Exercise: Scanning the entries below, copy every line that contains the word "positive".

[Saved data entries]

********************

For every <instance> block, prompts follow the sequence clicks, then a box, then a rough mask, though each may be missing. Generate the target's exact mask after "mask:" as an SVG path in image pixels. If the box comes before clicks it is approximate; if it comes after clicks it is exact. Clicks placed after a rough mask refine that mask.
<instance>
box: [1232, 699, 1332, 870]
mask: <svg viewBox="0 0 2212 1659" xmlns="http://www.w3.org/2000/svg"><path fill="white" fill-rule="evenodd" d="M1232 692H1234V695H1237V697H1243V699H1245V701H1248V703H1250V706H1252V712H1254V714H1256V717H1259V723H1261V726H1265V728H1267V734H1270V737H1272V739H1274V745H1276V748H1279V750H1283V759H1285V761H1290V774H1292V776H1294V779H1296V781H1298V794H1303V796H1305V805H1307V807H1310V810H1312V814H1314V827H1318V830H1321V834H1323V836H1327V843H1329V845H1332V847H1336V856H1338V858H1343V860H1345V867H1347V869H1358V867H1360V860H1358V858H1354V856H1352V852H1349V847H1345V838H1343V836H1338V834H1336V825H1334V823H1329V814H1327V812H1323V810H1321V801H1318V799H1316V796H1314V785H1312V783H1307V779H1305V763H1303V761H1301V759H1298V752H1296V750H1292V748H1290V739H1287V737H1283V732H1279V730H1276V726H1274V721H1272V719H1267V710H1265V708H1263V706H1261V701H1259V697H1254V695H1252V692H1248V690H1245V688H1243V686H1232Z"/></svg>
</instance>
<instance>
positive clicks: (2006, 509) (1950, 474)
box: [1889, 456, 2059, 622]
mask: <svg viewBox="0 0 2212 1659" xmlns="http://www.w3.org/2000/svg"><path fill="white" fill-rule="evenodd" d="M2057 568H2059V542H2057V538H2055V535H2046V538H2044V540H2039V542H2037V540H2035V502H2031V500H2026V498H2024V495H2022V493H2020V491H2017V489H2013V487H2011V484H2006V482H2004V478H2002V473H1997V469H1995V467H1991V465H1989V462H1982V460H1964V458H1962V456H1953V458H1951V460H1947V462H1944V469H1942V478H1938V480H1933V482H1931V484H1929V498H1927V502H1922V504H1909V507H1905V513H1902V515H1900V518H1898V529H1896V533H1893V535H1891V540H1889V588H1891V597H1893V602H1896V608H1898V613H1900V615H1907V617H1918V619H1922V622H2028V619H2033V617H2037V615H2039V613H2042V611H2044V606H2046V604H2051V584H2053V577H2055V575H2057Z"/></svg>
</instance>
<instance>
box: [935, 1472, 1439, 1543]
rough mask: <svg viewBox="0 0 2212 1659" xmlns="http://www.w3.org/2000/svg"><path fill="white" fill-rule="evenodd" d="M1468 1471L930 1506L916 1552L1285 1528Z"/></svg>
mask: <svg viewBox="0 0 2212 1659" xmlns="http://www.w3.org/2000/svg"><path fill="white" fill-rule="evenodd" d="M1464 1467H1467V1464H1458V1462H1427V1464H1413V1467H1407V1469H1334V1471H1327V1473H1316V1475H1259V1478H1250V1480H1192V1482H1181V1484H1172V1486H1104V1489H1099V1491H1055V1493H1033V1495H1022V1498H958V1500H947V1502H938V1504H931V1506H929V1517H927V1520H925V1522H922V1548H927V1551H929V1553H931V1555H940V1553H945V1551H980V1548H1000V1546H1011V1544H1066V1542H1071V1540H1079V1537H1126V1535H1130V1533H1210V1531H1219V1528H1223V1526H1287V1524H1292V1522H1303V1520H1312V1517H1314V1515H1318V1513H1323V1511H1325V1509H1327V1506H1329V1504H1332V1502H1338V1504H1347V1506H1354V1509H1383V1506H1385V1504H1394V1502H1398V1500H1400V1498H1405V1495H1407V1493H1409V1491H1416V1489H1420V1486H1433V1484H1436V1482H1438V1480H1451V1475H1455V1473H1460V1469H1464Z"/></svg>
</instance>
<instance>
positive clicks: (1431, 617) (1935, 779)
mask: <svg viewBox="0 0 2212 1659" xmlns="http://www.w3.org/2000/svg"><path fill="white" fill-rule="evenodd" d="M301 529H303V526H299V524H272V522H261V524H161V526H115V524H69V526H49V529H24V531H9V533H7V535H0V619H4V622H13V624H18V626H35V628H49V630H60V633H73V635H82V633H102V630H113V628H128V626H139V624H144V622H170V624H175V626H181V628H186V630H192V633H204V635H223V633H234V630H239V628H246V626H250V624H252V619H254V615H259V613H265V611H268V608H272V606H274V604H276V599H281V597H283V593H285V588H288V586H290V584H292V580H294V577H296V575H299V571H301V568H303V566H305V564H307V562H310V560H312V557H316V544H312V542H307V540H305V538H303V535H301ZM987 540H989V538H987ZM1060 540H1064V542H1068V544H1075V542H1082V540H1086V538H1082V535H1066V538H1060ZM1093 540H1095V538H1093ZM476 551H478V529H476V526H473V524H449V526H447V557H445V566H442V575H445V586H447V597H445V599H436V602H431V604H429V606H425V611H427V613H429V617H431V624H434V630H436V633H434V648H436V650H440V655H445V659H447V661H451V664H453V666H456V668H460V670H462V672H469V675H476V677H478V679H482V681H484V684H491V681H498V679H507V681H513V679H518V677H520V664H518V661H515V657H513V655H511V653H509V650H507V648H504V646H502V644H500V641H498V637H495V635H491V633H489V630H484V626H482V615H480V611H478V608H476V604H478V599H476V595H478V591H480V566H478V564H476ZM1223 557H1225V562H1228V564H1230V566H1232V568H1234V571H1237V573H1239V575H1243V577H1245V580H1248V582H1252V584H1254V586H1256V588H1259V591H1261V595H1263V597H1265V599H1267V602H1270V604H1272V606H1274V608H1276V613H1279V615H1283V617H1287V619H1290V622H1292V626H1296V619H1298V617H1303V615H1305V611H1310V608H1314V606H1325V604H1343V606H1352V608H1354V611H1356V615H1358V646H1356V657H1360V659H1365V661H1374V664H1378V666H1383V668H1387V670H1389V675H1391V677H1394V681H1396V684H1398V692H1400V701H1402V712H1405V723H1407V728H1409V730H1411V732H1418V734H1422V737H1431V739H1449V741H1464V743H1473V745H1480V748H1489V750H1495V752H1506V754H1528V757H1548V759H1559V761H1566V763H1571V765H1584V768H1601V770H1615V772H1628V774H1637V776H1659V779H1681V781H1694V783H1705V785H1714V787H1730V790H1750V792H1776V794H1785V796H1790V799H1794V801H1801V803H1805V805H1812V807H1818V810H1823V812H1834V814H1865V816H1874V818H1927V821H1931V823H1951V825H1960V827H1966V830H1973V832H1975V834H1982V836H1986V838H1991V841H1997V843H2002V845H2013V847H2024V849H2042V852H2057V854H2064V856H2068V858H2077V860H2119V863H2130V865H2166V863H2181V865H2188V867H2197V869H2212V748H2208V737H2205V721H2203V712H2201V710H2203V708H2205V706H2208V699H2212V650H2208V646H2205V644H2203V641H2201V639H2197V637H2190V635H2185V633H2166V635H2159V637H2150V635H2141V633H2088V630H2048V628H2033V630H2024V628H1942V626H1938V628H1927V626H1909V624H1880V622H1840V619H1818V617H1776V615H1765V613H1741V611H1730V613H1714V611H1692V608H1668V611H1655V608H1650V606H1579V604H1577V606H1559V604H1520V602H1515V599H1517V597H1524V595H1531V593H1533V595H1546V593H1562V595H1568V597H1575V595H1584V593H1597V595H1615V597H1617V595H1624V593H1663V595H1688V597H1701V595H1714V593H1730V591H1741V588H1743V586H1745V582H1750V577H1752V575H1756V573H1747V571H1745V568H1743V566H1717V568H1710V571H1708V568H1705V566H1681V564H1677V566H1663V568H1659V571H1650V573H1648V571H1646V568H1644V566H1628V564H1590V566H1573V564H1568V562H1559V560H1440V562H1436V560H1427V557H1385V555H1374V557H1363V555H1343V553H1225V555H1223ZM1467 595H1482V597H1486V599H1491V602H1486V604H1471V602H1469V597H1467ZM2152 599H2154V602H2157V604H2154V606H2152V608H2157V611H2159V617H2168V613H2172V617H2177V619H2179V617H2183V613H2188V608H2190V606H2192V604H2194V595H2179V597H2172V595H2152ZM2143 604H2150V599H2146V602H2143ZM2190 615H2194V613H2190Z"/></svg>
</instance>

********************

Final answer:
positive clicks: (2006, 509) (1950, 474)
positive clicks: (1431, 617) (1935, 779)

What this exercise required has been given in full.